_Tugas Anda:_ Salin kembali bagian artikel tentang PPSM Sakti Magelang, mulai dari kalimat yang memuat "SETELAH mengalami penundaan" dan berhenti setelah "panjang dan berliku.". Tukar setiap "klub" dengan "tim".

═══ Kutipan Dokumen ═══

SETELAH mengalami penundaan beberapa kali akhirnya kompetisi Divisi Utama PSSI bergulir juga. Dari 35 klub peserta kompetisi (seharusnya 36 klub tapi PS Banyuasin mengundurkan diri) yang berlaga di Divisi Utama, PPSM Sakti Magelang berada dalam grup II bersama PSIS Semarang dan Persis Solo. Sementara 9 klub lainnya berasal dari luar Jawa Tengah. Setiap grup terdiri atas 12 klub.
Dibandingkan dengan PSIS dan Persis, bisa dibilang PPSM Sakti merupakan pendatang baru dalam kancah sepak bola nasional. Bukan hal yang mudah baginya untuk menembus kasta kedua di Liga Indonesia ini. Perjalanan klub kebanggaan warga Magelang itu cukup panjang dan berliku.
Berawal dari tahun 2005 berlaga di divisi III Liga Indonesia setelah sebelumnya (tahun 2004) hanya bermain di Divisi II A Zona Jateng. Kemudian tahun 2006 lolos ke Divisi II karena bergabung dengan klub asal Sleman, Panca Sakti. Karenanya, sejak berlaga di kompetisi Divisi II 2007, Divisi I 2008, dan Divisi Utama sekarang ini kata Sakti menjadi bagian dari PPSM.
Terlepas dari penggabungan kedua klub itu ternyata kata Sakti memiliki nilai sejarah tersendiri bagi pencinta bola di Magelang. Pada tahun 1979-1982 di kota ini ada klub Tidar Sakti yang merupakan salah satu pendiri kompetisi Galatama. Bahkan, dari 14 klub yang berlaga kala itu (Warna Agung, Niac Mitra, Tunas Inti, dan lain-lain) hanya Tidar Sakti yang memiliki stadion sendiri yakni, Stadion Abu Bakrin.

═══ Data yang Tersedia ═══

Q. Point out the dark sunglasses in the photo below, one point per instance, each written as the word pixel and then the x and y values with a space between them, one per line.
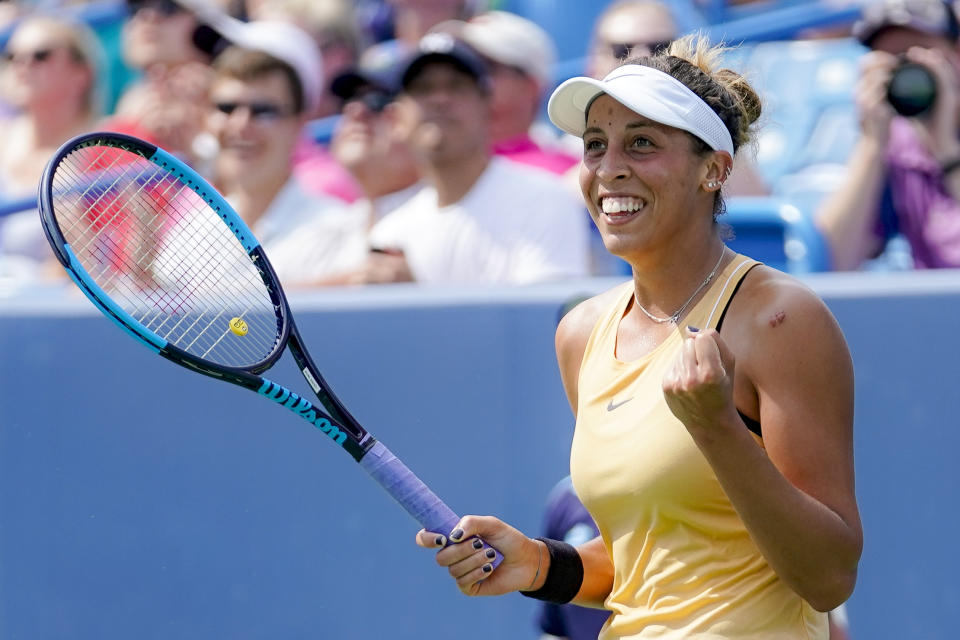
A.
pixel 163 7
pixel 375 101
pixel 622 51
pixel 262 111
pixel 36 57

═══

_Jawaban Benar:_
SETELAH mengalami penundaan beberapa kali akhirnya kompetisi Divisi Utama PSSI bergulir juga. Dari 35 tim peserta kompetisi (seharusnya 36 tim tapi PS Banyuasin mengundurkan diri) yang berlaga di Divisi Utama, PPSM Sakti Magelang berada dalam grup II bersama PSIS Semarang dan Persis Solo. Sementara 9 tim lainnya berasal dari luar Jawa Tengah. Setiap grup terdiri atas 12 tim.
Dibandingkan dengan PSIS dan Persis, bisa dibilang PPSM Sakti merupakan pendatang baru dalam kancah sepak bola nasional. Bukan hal yang mudah baginya untuk menembus kasta kedua di Liga Indonesia ini. Perjalanan tim kebanggaan warga Magelang itu cukup panjang dan berliku.